• _DEINE AUFGABE_: Gib aus dem Text über die Beschwerde gegen die Einspruchsentscheidung weiter unten einen Abschnitt wortgetreu aus. Fang bei den Worten mit „Die Kammer verwendet“ an und hör nach „aufrecht zu erhalten.“ auf.

• _DER TEXT_:
II. Die Einspruchsabteilung war unter anderem zu der Auffassung gelangt, dass Artikel 100 c) EPÜ der Aufrechterhaltung des Patents entgegenstehe, sowie dass der Gegenstand der während der mündlichen Verhandlung vor der Einspruchsabteilung eingereichten Hilfsanträge 1 und 2 jeweils nicht auf einer erfinderischen Tätigkeit im Sinne des Artikels 56 EPÜ beruhe.
Die Kammer verwendet im Folgenden die bereits in der angefochtenen Entscheidung angeführte Merkmalsgliederung.
III. Die Beschwerdeführerin (Patentinhaberin) beantragte, die angefochtene Entscheidung aufzuheben und das Patent in geänderter Fassung auf der Grundlage eines der mit Schriftsatz vom 27. Mai 2021 eingereichten Hilfsanträge 1 bis 8 aufrecht zu erhalten.
IV. Die Beschwerdegegnerin (Einsprechende) beantragte, die Beschwerde zurückzuweisen. Außerdem beantragte die Beschwerdegegnerin, das Vorbringen der Beschwerdeführerin im Schreiben vom 27. Mai 2021 zu den Hilfsanträgen 2, 3, 5, 7 und 8 aufgrund Verspätung sowie das Vorbringen der Beschwerdeführerin zu den Hilfsanträgen 3 bis 8 in der Beschwerdebegründung aufgrund mangelnder Substantiierung nicht zu berücksichtigen.

• _LISTE_:
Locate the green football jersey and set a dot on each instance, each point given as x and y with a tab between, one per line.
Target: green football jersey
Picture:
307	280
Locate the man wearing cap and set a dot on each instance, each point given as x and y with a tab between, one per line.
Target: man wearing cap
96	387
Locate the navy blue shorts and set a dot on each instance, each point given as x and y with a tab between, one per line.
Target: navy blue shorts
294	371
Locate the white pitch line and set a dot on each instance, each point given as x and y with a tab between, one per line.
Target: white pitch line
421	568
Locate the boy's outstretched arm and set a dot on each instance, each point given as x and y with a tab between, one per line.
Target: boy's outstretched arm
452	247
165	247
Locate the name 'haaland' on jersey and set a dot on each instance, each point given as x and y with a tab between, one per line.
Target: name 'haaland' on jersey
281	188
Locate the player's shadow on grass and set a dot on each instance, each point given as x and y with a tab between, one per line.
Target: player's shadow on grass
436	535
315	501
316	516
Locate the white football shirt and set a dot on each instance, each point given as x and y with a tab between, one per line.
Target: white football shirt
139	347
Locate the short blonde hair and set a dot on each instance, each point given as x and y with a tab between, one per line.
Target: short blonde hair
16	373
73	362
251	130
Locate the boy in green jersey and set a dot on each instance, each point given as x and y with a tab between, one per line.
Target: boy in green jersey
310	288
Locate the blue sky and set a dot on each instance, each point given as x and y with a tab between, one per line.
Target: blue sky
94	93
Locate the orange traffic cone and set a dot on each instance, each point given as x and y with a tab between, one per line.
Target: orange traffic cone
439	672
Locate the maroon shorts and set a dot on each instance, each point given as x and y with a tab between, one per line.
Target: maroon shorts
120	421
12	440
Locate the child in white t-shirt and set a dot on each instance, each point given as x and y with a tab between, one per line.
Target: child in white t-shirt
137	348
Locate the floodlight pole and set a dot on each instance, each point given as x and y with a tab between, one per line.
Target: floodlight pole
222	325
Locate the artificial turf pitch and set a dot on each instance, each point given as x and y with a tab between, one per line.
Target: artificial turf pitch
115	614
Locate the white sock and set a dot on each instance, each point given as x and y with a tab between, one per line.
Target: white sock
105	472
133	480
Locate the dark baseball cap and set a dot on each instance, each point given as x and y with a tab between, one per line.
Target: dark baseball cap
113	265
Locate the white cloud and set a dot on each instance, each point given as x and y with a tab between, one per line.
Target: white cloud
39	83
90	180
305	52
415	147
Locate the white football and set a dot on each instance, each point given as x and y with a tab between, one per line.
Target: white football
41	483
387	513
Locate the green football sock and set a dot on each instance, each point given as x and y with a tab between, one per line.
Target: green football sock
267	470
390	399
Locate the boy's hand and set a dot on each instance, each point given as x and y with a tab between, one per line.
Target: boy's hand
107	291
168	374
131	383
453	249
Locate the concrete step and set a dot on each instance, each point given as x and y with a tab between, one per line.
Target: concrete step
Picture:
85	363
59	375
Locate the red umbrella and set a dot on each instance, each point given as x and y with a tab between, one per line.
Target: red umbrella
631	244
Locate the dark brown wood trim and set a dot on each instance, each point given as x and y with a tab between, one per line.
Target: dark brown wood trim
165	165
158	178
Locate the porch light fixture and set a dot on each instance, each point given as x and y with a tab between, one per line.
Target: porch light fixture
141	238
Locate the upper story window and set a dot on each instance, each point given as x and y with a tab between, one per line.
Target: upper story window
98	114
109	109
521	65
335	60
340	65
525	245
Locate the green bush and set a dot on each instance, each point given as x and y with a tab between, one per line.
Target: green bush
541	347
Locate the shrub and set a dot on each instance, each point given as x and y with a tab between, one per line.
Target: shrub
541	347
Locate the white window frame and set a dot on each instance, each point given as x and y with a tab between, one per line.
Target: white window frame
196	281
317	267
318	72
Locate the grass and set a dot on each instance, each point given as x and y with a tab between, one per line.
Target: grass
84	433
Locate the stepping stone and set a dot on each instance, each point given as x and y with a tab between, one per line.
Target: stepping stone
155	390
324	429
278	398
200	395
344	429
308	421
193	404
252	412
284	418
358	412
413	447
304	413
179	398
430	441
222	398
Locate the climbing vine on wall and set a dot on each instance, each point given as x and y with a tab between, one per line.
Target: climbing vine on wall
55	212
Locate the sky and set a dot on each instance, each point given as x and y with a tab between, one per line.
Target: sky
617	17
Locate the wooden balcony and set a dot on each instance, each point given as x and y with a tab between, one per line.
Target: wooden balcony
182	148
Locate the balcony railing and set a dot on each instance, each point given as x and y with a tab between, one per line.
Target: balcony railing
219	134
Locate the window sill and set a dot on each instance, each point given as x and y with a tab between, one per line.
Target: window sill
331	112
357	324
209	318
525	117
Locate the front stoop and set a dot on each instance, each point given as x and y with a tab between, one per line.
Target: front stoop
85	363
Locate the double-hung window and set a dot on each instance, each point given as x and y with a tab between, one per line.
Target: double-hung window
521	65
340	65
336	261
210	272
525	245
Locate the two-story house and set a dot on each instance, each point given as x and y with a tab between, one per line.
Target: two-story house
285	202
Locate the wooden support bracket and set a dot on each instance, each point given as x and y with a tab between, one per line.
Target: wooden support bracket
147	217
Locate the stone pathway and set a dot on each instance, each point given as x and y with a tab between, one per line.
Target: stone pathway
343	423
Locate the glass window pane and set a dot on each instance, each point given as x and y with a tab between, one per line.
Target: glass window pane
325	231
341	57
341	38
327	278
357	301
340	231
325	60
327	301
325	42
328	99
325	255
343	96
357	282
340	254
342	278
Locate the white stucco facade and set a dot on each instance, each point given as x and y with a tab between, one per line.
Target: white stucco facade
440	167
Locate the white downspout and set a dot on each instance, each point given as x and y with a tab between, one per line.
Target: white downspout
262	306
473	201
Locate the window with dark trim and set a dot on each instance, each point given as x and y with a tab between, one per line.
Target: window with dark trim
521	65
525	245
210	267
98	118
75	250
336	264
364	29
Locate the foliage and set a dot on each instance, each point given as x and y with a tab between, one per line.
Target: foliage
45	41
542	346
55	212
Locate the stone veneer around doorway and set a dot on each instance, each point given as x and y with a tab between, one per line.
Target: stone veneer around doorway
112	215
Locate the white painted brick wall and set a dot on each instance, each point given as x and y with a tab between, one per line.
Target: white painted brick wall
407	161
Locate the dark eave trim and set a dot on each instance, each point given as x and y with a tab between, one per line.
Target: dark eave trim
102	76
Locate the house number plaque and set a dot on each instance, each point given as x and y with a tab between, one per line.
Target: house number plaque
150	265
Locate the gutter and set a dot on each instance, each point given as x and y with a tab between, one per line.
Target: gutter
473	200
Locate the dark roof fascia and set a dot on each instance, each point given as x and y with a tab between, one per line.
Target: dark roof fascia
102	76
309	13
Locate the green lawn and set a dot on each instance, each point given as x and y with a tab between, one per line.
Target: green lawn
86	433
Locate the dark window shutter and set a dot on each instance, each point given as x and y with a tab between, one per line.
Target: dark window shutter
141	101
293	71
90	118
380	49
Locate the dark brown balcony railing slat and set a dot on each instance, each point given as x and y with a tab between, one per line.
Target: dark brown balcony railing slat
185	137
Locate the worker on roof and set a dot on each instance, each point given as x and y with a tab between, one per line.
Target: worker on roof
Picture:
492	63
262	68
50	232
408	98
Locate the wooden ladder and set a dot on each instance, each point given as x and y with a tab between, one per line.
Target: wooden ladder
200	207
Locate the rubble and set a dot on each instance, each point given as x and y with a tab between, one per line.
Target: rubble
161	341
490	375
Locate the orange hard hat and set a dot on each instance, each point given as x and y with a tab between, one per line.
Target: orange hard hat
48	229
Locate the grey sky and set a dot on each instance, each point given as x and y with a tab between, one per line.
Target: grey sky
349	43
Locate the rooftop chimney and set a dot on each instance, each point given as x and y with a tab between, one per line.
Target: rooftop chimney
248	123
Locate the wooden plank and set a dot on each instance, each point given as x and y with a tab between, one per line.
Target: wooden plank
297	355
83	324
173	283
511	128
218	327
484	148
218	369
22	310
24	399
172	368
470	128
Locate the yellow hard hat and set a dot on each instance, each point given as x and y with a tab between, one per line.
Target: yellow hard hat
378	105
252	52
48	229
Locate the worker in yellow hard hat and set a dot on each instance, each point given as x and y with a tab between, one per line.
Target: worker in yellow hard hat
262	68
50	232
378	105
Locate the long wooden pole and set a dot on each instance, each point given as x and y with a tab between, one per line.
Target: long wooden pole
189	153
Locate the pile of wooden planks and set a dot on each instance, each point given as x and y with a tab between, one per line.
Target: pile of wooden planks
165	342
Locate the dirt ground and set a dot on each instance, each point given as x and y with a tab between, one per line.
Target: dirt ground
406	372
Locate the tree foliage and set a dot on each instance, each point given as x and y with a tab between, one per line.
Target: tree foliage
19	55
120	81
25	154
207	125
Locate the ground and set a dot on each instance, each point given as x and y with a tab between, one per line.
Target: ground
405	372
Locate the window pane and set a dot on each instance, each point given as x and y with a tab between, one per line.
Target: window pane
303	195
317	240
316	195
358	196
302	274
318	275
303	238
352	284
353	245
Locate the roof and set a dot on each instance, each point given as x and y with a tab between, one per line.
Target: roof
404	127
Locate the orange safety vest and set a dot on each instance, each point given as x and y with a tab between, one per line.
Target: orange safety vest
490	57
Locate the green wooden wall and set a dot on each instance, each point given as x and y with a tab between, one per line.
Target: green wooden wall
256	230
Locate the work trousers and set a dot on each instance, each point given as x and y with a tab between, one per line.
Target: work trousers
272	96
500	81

• _DIE LÖSUNG_:
Die Kammer verwendet im Folgenden die bereits in der angefochtenen Entscheidung angeführte Merkmalsgliederung.
III. Die Beschwerdeführerin (Patentinhaberin) beantragte, die angefochtene Entscheidung aufzuheben und das Patent in geänderter Fassung auf der Grundlage eines der mit Schriftsatz vom 27. Mai 2021 eingereichten Hilfsanträge 1 bis 8 aufrecht zu erhalten.